** Short task 1 **
Rewrite the research projects text from "Our staff are" to "Jutta Joachim (NRC)", putting "researchers" in place of "staff".

** Text block **
## Begin

Our staff are involved in innovative research projects on sustainable conflict resolution and sustainable democracy, both individually and in collaborative teams. Many projects are funded by prestigious research grants.

Ongoing research projects are:

Combating overfishing: Cooperation between states and NGOs – Jutta Joachim (NRC)

What happens when NGOs change their strategy from one of opposition to one of state cooperation? Together with an international team of researchers, Associate Professor of Global Security Governance Dr. Jutta Joachim is investigating the changing role of NGOs as part of the N-Safe project. The group recently received funding from the Norwegian Research Council.

Commander Politics: Cooperation and Competition in Civil War – Romain Malejacq (VIDI)

Most contemporary civil wars are fought in so-called 'weak states’, such as Somalia and Afghanistan. In these wars, where multiple armed groups operate simultaneously, local commanders ‘flip’ from rebel to government side (and vice versa) and constantly form and break alliances. This project aims to understand why they do so. Dr. Romain Malejacq, Assistant Professor of International Relations and Conflict-studies, has been awarded a VIDI grant by the Netherlands Organisation for Scientific Research (NWO).

Vive la Commune! Communalism as a Democratic Repertoire – Gaard Kets (GHS)

## End

** Rows **
## Begin

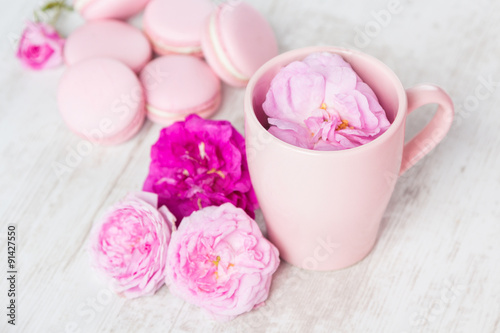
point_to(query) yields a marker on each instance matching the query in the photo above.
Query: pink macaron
(109, 9)
(236, 41)
(102, 100)
(108, 38)
(174, 27)
(178, 85)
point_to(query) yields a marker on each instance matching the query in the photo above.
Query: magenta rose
(219, 260)
(198, 163)
(321, 103)
(40, 46)
(128, 246)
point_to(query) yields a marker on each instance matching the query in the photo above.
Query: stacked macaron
(112, 84)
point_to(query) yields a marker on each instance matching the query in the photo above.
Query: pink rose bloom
(321, 103)
(128, 246)
(198, 163)
(40, 46)
(219, 260)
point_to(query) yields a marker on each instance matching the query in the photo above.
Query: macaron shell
(180, 84)
(101, 100)
(214, 62)
(108, 38)
(245, 37)
(176, 24)
(110, 9)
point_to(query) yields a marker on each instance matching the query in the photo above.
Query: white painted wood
(435, 267)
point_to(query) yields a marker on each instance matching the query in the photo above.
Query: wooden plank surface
(436, 265)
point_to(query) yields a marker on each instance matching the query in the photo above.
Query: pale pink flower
(40, 46)
(321, 103)
(219, 260)
(128, 246)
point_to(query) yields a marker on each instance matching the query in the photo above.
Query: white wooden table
(435, 268)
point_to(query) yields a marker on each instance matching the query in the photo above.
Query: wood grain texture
(435, 267)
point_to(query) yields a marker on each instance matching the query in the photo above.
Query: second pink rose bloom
(321, 103)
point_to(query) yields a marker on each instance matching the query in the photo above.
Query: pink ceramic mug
(323, 208)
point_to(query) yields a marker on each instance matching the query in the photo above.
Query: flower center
(201, 148)
(343, 125)
(220, 173)
(216, 264)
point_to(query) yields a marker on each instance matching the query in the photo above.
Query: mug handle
(435, 130)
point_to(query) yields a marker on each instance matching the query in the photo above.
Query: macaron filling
(219, 51)
(80, 4)
(207, 106)
(175, 49)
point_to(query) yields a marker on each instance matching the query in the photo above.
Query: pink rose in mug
(321, 103)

## End

** Short task 2 **
Write out every line of the photo entries above, requests included, with each point coordinate in the answers multiplied by 2.15 and rounded to a whole number, halves rounded up. Leave the pictures out.

** Written solution 1 **
Our researchers are involved in innovative research projects on sustainable conflict resolution and sustainable democracy, both individually and in collaborative teams. Many projects are funded by prestigious research grants.

Ongoing research projects are:

Combating overfishing: Cooperation between states and NGOs – Jutta Joachim (NRC)

** Written solution 2 **
point_to(query) yields a marker on each instance matching the query in the photo above.
Query: pink macaron
(234, 19)
(507, 88)
(219, 215)
(232, 82)
(374, 58)
(383, 183)
point_to(query) yields a marker on each instance matching the query in the photo above.
Query: magenta rose
(471, 559)
(426, 350)
(690, 221)
(86, 99)
(275, 529)
point_to(query) yields a marker on each instance matching the query in the photo above.
Query: stacked macaron
(241, 181)
point_to(query) yields a marker on each instance matching the query in the photo above.
Query: pink rose bloom
(690, 221)
(275, 529)
(426, 350)
(86, 99)
(471, 559)
point_to(query) yields a marker on each instance matching the query in the photo above.
Query: macaron shell
(387, 181)
(217, 215)
(460, 133)
(232, 82)
(527, 80)
(378, 52)
(237, 19)
point_to(query) yields a marker on each instance matching the query in the photo above.
Query: white painted wood
(935, 574)
point_to(query) yields a marker on each instance matching the query in the photo above.
Query: wooden plank surface
(937, 570)
point_to(query) yields a marker on each instance matching the query in the photo above.
Query: pale pink flower
(86, 99)
(690, 221)
(471, 559)
(275, 529)
point_to(query) yields a marker on each instance matching the query in the photo above.
Query: white wooden table
(935, 576)
point_to(query) yields a marker on each instance matching the query in the photo above.
Query: wood grain texture
(935, 574)
point_to(query) yields a marker on each instance matching the query in the photo above.
Query: second pink rose bloom
(690, 221)
point_to(query) yields a marker on each instance matching the query in the photo above.
Query: pink ceramic mug
(694, 447)
point_to(query) yields a marker on each instance matching the query in the photo above.
Query: flower center
(432, 318)
(737, 269)
(473, 372)
(464, 568)
point_to(query) yields a marker on each instance matching the query in the photo above.
Query: mug handle
(935, 280)
point_to(query) yields a marker on each instance matching the query in the photo above.
Query: macaron filling
(471, 110)
(172, 9)
(445, 228)
(376, 105)
point_to(query) yields a marker on each instance matching the query in the photo above.
Query: pink rose in mug
(690, 221)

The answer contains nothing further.